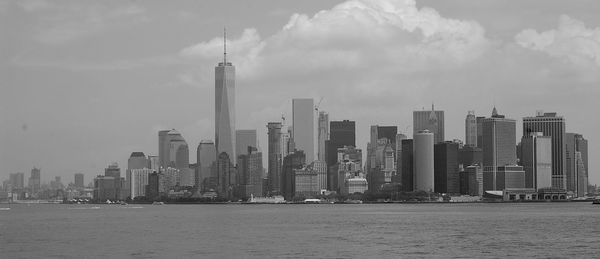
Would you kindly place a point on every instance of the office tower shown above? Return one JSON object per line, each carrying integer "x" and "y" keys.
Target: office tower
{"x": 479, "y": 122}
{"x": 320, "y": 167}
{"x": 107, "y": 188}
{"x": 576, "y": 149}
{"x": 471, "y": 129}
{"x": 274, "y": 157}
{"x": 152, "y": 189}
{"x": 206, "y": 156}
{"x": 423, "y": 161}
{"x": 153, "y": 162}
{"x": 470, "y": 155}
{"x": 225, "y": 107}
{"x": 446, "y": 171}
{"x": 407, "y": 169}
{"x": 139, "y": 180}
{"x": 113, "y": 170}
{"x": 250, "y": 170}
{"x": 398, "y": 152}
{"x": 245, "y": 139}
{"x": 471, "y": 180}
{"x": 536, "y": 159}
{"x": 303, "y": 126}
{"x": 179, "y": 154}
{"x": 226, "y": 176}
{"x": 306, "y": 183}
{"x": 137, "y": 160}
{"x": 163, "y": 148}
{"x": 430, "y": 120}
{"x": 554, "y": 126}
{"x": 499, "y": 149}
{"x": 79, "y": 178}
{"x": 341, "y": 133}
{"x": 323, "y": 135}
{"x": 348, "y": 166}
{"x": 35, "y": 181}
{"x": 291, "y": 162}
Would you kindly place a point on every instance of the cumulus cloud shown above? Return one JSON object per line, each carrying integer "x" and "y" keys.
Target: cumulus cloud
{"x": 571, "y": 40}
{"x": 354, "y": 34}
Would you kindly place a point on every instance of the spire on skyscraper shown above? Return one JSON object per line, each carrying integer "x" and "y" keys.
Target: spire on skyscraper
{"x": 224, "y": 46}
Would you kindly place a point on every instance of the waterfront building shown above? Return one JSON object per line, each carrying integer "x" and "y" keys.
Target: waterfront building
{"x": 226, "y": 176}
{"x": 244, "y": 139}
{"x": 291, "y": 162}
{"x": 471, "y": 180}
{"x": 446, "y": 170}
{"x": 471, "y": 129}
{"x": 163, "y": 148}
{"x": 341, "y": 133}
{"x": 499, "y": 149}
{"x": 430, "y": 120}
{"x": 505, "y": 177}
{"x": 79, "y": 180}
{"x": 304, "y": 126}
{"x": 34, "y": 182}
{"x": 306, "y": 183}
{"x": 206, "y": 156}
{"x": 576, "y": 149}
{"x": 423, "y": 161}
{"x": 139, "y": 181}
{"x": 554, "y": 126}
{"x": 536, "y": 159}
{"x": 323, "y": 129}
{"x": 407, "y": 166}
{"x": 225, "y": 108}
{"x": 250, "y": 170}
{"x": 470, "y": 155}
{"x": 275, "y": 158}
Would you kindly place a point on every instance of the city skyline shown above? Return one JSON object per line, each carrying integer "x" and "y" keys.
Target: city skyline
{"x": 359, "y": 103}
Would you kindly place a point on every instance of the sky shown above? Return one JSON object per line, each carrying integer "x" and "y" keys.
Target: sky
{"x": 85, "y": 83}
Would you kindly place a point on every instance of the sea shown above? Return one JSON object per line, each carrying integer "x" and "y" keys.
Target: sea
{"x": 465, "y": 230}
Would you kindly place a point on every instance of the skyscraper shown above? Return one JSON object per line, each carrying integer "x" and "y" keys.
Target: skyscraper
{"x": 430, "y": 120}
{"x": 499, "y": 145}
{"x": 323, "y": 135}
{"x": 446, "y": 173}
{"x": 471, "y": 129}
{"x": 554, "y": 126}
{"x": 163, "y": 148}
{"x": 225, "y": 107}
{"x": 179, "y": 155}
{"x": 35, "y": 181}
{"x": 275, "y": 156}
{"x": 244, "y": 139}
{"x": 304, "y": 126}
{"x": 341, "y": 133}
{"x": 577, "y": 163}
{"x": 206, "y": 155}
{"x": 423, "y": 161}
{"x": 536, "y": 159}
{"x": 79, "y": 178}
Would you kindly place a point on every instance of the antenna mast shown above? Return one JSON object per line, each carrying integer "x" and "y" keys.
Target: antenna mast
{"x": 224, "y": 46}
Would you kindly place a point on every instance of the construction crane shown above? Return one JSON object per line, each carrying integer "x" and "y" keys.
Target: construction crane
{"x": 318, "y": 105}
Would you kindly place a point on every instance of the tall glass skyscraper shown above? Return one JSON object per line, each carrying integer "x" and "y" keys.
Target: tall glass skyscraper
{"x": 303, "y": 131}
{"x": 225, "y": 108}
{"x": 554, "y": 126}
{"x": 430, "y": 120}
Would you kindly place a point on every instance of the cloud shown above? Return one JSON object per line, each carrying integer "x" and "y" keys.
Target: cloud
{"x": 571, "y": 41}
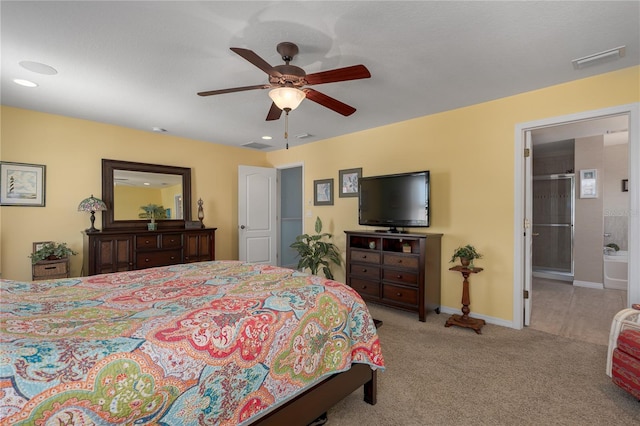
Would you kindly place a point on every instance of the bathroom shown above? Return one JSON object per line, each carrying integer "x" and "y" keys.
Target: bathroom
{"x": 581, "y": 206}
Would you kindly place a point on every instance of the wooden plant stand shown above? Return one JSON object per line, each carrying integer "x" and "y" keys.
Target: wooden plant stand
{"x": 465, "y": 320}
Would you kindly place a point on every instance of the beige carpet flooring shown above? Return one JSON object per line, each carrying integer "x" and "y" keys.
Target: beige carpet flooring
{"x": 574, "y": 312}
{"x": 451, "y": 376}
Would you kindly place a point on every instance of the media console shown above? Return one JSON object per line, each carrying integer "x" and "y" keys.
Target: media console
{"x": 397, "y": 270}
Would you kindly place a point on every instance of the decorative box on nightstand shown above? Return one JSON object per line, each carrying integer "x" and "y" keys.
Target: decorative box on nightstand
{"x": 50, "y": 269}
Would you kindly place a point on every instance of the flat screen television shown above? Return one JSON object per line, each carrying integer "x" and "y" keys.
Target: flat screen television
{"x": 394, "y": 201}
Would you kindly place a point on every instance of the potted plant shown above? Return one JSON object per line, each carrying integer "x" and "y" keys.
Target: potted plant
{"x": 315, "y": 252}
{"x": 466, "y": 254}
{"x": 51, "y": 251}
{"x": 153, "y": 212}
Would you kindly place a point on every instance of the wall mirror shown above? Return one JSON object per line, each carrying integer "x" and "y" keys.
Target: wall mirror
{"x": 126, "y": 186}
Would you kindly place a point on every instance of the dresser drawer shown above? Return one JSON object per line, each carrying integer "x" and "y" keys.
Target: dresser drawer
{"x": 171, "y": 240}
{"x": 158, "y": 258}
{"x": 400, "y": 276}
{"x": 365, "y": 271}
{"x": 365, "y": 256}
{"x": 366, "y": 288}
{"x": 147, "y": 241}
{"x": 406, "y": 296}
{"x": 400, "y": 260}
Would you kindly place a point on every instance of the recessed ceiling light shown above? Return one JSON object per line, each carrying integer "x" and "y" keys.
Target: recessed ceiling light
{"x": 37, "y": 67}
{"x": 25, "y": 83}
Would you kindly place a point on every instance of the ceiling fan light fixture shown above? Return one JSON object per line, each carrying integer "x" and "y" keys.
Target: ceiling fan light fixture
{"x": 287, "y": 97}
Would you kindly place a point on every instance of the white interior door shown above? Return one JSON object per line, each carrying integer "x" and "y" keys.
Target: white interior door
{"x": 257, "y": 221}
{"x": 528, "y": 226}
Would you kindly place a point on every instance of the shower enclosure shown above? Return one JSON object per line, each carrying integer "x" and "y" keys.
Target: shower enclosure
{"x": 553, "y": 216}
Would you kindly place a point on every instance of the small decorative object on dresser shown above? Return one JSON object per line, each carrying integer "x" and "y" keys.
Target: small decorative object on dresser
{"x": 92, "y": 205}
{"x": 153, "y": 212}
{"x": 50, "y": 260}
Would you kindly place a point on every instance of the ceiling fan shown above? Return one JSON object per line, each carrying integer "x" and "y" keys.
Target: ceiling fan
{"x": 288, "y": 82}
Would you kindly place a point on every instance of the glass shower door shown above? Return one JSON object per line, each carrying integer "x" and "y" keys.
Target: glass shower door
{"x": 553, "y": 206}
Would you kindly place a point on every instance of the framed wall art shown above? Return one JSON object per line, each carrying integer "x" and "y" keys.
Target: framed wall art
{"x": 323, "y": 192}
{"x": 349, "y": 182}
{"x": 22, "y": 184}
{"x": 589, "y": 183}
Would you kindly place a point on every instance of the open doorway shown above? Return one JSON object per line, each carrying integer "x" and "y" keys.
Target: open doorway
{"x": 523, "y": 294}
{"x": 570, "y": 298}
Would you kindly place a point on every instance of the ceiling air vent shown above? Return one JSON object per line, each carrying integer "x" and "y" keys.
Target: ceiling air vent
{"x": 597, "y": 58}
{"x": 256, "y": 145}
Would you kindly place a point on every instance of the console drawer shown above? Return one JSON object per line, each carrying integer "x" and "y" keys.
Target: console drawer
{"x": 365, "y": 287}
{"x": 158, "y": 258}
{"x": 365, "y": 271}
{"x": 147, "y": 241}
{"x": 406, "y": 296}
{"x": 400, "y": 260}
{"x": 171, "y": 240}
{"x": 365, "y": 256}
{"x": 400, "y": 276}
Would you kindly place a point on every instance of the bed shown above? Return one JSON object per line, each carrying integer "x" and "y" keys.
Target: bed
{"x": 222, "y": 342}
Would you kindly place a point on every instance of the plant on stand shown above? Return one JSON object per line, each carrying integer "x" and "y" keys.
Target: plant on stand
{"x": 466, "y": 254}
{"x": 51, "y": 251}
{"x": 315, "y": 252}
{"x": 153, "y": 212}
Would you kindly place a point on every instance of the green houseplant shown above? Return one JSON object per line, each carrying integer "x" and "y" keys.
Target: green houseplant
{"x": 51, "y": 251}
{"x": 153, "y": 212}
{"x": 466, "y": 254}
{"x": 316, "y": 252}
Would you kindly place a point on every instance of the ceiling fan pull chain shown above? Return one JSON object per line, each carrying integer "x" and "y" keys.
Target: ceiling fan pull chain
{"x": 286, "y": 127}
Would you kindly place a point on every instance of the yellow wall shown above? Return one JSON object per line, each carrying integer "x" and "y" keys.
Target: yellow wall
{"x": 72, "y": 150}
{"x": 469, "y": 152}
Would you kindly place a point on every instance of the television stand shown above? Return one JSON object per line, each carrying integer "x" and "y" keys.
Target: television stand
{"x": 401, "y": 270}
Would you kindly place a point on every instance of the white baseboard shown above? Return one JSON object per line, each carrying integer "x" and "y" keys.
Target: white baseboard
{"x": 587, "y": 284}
==
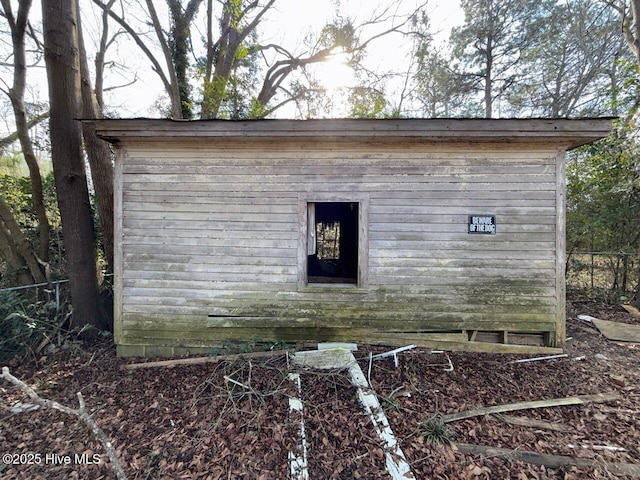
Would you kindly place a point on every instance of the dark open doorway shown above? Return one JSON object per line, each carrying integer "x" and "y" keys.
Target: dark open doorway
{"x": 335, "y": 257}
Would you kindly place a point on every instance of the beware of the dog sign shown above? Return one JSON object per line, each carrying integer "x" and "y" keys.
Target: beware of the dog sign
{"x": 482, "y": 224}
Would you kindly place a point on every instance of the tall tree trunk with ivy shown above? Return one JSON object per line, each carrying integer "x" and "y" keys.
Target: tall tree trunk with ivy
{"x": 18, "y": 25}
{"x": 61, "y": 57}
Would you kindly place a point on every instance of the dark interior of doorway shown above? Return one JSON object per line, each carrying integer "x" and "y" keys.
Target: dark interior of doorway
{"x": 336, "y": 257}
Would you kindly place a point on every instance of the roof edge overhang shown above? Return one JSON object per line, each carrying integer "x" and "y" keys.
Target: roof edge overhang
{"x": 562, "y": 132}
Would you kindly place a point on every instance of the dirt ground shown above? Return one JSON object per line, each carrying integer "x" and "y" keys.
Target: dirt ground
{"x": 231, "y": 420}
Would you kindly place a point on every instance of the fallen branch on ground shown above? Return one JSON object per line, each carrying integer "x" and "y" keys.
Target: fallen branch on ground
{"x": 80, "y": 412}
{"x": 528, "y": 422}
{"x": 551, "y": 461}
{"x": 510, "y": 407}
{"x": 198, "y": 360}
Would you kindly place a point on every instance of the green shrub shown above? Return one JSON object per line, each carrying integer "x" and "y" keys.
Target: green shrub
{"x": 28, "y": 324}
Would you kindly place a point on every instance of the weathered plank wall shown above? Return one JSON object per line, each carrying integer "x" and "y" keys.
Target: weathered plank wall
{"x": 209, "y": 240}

**Instructions for the task:** Beginning with the line containing "Target: spire on skyscraper" and ending with the line containing "of the city", extract those lines exactly from the listing above, and only those.

**Task answer:**
Target: spire on skyscraper
{"x": 224, "y": 46}
Would you kindly place a point on every instance of the waterfront building shown above? Return one JSON object per line, each carrying integer "x" and "y" keys.
Target: waterfront building
{"x": 226, "y": 176}
{"x": 244, "y": 139}
{"x": 291, "y": 162}
{"x": 471, "y": 180}
{"x": 446, "y": 170}
{"x": 471, "y": 129}
{"x": 163, "y": 148}
{"x": 341, "y": 133}
{"x": 499, "y": 149}
{"x": 430, "y": 120}
{"x": 505, "y": 177}
{"x": 79, "y": 180}
{"x": 304, "y": 126}
{"x": 34, "y": 182}
{"x": 306, "y": 183}
{"x": 206, "y": 156}
{"x": 576, "y": 149}
{"x": 423, "y": 161}
{"x": 139, "y": 181}
{"x": 554, "y": 126}
{"x": 536, "y": 159}
{"x": 323, "y": 129}
{"x": 407, "y": 166}
{"x": 225, "y": 108}
{"x": 250, "y": 170}
{"x": 470, "y": 155}
{"x": 275, "y": 158}
Would you kindly place a point on every instance of the city skyline shown above? Return one JSON object per line, each carrying integer "x" and "y" keys.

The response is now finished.